• Problem to work on: Within the entries below, find each line containing the word "block" and copy it.

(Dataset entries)

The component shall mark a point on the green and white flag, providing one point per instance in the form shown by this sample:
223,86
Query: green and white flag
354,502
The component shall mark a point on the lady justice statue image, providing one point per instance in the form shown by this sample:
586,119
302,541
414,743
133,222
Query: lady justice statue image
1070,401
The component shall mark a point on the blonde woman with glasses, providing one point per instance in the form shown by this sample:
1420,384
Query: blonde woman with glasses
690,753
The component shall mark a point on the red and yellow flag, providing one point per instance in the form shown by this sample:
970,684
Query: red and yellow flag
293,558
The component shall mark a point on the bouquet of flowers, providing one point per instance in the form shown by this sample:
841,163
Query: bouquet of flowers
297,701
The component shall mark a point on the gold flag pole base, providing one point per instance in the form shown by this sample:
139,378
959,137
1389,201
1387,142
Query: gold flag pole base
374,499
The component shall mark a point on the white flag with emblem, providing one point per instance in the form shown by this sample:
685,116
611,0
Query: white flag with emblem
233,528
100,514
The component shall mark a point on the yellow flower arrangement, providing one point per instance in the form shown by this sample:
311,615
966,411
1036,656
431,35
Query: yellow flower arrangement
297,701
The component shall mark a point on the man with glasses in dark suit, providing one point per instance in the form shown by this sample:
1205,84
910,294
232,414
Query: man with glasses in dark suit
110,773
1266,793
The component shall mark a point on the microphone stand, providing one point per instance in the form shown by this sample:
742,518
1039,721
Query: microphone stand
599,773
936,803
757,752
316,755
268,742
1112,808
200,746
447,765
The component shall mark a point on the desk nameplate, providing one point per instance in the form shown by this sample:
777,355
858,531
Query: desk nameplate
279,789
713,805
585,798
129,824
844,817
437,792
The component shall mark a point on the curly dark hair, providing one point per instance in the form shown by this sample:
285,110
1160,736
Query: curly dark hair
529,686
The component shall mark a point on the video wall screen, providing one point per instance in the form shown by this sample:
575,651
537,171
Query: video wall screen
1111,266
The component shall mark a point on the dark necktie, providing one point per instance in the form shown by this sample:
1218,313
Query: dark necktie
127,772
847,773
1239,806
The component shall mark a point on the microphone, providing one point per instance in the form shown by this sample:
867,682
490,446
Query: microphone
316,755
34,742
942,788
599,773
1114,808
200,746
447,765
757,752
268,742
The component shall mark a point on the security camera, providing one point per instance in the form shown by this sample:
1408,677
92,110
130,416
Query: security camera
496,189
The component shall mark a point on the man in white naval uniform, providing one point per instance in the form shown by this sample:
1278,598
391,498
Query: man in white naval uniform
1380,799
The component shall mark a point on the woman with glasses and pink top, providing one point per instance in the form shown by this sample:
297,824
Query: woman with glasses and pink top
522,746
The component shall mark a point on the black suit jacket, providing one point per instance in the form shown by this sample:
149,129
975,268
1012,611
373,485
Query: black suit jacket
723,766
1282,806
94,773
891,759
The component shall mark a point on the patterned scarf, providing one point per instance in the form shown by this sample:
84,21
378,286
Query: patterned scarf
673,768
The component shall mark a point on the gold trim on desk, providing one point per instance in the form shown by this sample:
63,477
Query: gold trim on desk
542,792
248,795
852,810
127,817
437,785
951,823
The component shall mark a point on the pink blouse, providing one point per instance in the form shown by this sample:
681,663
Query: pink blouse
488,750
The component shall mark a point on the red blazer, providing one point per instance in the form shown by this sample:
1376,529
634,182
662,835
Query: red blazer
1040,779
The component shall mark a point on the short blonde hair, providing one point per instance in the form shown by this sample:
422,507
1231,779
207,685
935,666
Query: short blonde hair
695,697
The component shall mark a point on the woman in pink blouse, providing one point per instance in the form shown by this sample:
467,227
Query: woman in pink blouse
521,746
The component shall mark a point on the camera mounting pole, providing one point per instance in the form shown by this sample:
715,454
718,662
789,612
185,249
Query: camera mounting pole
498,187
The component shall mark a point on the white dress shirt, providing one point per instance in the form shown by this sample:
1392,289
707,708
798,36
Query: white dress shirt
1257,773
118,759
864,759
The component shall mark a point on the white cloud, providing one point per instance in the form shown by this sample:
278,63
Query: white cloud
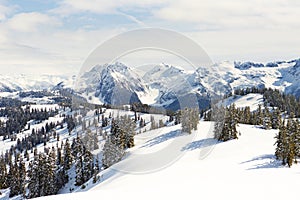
30,22
4,10
102,6
235,14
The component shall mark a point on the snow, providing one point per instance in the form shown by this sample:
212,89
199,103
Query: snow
238,169
250,100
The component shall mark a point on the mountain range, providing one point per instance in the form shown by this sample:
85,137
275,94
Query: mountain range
164,85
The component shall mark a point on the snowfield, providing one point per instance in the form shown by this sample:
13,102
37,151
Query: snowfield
239,169
251,100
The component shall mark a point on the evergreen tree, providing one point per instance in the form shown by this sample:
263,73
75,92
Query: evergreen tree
267,121
276,119
229,130
3,173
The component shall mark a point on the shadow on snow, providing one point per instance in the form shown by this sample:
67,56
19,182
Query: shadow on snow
269,162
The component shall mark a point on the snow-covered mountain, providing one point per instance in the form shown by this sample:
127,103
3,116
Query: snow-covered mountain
164,85
22,82
172,87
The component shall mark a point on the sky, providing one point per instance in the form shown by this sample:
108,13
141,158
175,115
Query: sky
56,36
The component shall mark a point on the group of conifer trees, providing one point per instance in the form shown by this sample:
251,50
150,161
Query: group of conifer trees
189,119
121,137
226,119
47,171
288,142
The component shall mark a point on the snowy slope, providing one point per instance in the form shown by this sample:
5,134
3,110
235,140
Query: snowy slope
239,169
166,85
250,100
22,82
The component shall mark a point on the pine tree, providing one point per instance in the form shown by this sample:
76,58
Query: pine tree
267,122
67,161
3,173
229,130
259,116
112,153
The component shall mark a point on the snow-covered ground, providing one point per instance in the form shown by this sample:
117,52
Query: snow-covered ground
167,164
238,169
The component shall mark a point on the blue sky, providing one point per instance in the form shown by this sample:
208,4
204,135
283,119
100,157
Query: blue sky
52,36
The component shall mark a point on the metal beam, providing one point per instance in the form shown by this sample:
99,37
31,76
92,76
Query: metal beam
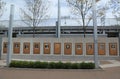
95,34
10,35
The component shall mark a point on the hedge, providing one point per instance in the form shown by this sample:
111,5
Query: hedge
51,65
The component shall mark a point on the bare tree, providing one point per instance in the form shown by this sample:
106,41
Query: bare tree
35,11
2,7
82,9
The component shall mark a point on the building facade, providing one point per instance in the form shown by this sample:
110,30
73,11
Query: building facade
72,46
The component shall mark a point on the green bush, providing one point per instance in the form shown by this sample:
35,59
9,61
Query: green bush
51,65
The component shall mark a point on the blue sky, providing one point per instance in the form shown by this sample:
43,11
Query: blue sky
65,11
20,4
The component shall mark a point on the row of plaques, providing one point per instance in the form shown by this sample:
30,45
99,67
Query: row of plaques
67,48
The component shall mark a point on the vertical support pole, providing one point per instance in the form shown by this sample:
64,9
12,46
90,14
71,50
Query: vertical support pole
119,43
10,35
59,20
0,47
95,34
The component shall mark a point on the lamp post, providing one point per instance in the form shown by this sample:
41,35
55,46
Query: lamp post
95,34
59,21
10,35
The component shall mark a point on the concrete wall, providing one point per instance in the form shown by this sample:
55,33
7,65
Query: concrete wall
52,57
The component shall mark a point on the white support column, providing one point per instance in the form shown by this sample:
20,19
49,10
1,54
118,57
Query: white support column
95,34
10,35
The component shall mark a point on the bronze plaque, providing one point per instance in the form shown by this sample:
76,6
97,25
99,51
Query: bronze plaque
36,48
26,48
90,48
113,48
101,48
47,48
5,47
16,48
78,48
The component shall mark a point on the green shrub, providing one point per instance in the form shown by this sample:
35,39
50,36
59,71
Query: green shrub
84,65
52,65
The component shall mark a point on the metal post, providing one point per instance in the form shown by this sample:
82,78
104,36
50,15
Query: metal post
95,35
10,35
59,20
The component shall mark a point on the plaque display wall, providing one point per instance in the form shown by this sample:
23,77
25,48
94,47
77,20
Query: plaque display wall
26,48
101,48
113,48
5,46
67,48
47,48
78,48
89,48
16,48
36,48
57,48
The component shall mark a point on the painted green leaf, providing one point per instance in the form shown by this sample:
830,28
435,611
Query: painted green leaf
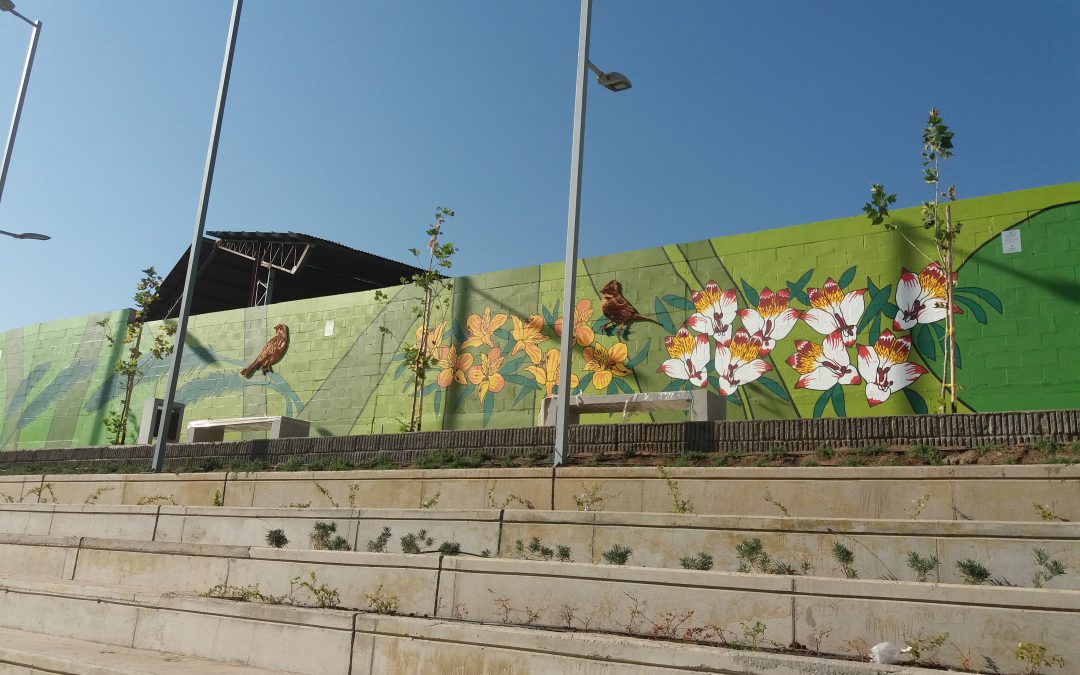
663,316
838,403
879,298
679,302
774,387
987,297
917,402
640,355
523,392
511,366
846,278
750,292
875,329
673,386
925,341
819,408
973,307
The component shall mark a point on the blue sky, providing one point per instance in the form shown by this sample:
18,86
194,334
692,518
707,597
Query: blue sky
353,120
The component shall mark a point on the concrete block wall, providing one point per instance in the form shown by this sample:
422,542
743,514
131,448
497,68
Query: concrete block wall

• Output below:
The component shall mark a point on the concrete block wall, providing one point per instance in the form shown by this sample:
Query: concrete block wall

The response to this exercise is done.